# WORK INSTRUCTIONS
Copy each of the following items line for line, leaving every character unchanged.

### DATA LINES

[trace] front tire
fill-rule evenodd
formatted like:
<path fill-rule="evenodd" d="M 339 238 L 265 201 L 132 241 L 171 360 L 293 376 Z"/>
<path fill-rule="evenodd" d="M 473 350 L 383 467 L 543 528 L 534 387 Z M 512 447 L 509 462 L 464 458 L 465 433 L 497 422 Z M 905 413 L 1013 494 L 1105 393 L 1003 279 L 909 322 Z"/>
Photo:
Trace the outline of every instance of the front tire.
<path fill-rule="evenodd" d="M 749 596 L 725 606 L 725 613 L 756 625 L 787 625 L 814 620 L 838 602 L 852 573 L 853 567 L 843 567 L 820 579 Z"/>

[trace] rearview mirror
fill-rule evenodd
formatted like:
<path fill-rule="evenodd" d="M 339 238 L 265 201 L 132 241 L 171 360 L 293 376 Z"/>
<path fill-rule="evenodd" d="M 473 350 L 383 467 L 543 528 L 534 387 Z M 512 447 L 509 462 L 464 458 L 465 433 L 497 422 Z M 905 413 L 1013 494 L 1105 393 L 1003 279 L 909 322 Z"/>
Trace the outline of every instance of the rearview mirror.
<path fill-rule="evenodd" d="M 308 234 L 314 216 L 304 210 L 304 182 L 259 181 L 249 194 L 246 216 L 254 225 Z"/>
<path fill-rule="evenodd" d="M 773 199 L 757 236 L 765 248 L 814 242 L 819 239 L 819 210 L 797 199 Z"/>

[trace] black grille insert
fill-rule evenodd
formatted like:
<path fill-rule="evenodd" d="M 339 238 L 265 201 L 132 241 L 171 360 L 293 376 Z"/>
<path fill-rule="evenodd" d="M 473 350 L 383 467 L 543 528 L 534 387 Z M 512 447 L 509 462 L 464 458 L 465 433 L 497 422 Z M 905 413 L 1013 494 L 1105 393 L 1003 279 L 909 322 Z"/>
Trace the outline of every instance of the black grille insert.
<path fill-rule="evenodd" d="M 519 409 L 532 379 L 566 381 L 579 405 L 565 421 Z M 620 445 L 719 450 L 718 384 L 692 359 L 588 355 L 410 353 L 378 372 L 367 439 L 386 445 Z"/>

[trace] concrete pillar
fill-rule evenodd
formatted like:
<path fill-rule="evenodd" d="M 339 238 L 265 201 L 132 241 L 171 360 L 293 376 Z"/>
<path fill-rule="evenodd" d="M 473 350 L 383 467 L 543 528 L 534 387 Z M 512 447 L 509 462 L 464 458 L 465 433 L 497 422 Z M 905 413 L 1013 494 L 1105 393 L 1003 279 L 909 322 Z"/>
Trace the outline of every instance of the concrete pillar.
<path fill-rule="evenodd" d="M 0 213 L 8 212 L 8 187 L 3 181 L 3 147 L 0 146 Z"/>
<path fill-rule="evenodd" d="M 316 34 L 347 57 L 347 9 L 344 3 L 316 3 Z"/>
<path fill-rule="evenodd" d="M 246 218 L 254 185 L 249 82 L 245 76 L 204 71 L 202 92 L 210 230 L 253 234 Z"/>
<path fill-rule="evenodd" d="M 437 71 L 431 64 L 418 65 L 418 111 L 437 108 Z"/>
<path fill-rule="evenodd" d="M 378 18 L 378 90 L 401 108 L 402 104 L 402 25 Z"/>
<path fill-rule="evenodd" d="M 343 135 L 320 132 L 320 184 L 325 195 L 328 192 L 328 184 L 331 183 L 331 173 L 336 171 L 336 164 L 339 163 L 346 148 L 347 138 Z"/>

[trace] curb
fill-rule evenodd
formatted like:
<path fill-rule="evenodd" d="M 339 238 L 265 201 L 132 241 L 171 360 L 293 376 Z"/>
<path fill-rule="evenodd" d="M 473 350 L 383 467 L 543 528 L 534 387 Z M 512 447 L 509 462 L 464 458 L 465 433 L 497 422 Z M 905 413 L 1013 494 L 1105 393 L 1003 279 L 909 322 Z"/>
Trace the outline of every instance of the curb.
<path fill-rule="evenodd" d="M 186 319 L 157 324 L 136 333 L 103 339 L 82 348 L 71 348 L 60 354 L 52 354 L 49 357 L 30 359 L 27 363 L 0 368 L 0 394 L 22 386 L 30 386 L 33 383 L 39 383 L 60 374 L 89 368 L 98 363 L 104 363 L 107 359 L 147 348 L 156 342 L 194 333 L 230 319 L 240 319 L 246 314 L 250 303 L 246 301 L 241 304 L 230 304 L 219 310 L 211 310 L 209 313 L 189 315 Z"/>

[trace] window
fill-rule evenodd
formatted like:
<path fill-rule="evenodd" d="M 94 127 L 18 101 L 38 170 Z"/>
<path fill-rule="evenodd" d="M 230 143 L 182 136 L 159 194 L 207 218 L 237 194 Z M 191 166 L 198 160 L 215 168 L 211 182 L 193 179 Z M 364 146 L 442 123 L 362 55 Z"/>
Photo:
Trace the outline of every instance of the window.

######

# FINAL ANSWER
[trace] front tire
fill-rule evenodd
formatted like:
<path fill-rule="evenodd" d="M 339 238 L 265 201 L 132 241 L 171 360 L 293 376 Z"/>
<path fill-rule="evenodd" d="M 473 350 L 383 467 L 543 528 L 534 387 Z M 512 447 L 509 462 L 464 458 L 465 433 L 497 422 Z M 905 413 L 1013 494 L 1105 393 L 1003 279 L 909 322 Z"/>
Photo:
Trace the outline of every instance of the front tire.
<path fill-rule="evenodd" d="M 749 596 L 725 606 L 725 613 L 756 625 L 787 625 L 814 620 L 838 602 L 852 573 L 853 567 L 843 567 L 820 579 Z"/>

[trace] rearview mirror
fill-rule evenodd
formatted like:
<path fill-rule="evenodd" d="M 339 238 L 265 201 L 132 241 L 171 360 L 293 376 Z"/>
<path fill-rule="evenodd" d="M 473 350 L 383 467 L 543 528 L 534 387 Z M 512 447 L 509 462 L 464 458 L 465 433 L 497 422 Z M 905 413 L 1013 494 L 1105 393 L 1003 279 L 909 322 Z"/>
Trace the outline of every instance of the rearview mirror.
<path fill-rule="evenodd" d="M 308 234 L 314 216 L 304 210 L 304 182 L 259 181 L 249 194 L 246 216 L 254 225 Z"/>
<path fill-rule="evenodd" d="M 773 199 L 757 236 L 765 248 L 814 242 L 819 239 L 819 210 L 797 199 Z"/>

[trace] black grille insert
fill-rule evenodd
formatted like:
<path fill-rule="evenodd" d="M 339 238 L 265 201 L 132 241 L 171 360 L 293 376 Z"/>
<path fill-rule="evenodd" d="M 473 350 L 383 467 L 543 528 L 534 387 Z M 512 447 L 509 462 L 464 458 L 465 433 L 497 422 Z M 905 413 L 1013 494 L 1105 393 L 1003 279 L 909 322 Z"/>
Trace the outline of every instance of the black grille insert.
<path fill-rule="evenodd" d="M 519 409 L 532 379 L 566 381 L 579 405 L 565 421 Z M 620 445 L 719 450 L 718 384 L 692 359 L 588 355 L 410 353 L 378 372 L 367 439 L 386 445 Z"/>

[trace] concrete pillar
fill-rule evenodd
formatted like:
<path fill-rule="evenodd" d="M 339 238 L 265 201 L 132 241 L 171 360 L 293 376 Z"/>
<path fill-rule="evenodd" d="M 473 350 L 383 467 L 543 528 L 534 387 Z M 512 447 L 509 462 L 464 458 L 465 433 L 497 422 Z M 905 413 L 1013 494 L 1105 393 L 1003 279 L 909 322 Z"/>
Trace the outline of every instance of the concrete pillar.
<path fill-rule="evenodd" d="M 0 213 L 8 212 L 8 187 L 3 181 L 3 147 L 0 146 Z"/>
<path fill-rule="evenodd" d="M 316 34 L 347 57 L 347 9 L 344 3 L 316 3 Z"/>
<path fill-rule="evenodd" d="M 246 218 L 254 185 L 249 82 L 245 76 L 204 71 L 202 92 L 210 230 L 253 234 Z"/>
<path fill-rule="evenodd" d="M 437 71 L 431 64 L 418 65 L 418 111 L 437 108 Z"/>
<path fill-rule="evenodd" d="M 378 18 L 378 90 L 401 108 L 402 104 L 402 25 Z"/>
<path fill-rule="evenodd" d="M 343 135 L 320 132 L 320 184 L 325 195 L 328 192 L 328 184 L 331 183 L 331 173 L 336 171 L 336 164 L 339 163 L 346 148 L 347 138 Z"/>

[trace] curb
fill-rule evenodd
formatted like:
<path fill-rule="evenodd" d="M 339 238 L 265 201 L 132 241 L 171 360 L 293 376 Z"/>
<path fill-rule="evenodd" d="M 473 350 L 383 467 L 543 528 L 534 387 Z M 512 447 L 509 462 L 464 458 L 465 433 L 497 422 Z M 905 413 L 1013 494 L 1105 393 L 1003 279 L 909 322 Z"/>
Trace the outline of every instance of the curb.
<path fill-rule="evenodd" d="M 186 319 L 157 324 L 136 333 L 103 339 L 82 348 L 71 348 L 60 354 L 52 354 L 49 357 L 30 359 L 27 363 L 0 368 L 0 394 L 22 386 L 30 386 L 33 383 L 39 383 L 60 374 L 89 368 L 98 363 L 104 363 L 107 359 L 147 348 L 156 342 L 194 333 L 230 319 L 240 319 L 246 314 L 250 303 L 246 301 L 241 304 L 230 304 L 219 310 L 211 310 L 209 313 L 189 315 Z"/>

[trace] window
fill-rule evenodd
formatted like:
<path fill-rule="evenodd" d="M 94 127 L 18 101 L 38 170 Z"/>
<path fill-rule="evenodd" d="M 230 143 L 182 136 L 159 194 L 207 218 L 237 194 Z M 191 166 L 198 160 L 215 168 L 211 182 L 193 179 Z M 364 146 L 442 123 L 362 55 Z"/>
Photo:
Trace the outline of every instance of the window.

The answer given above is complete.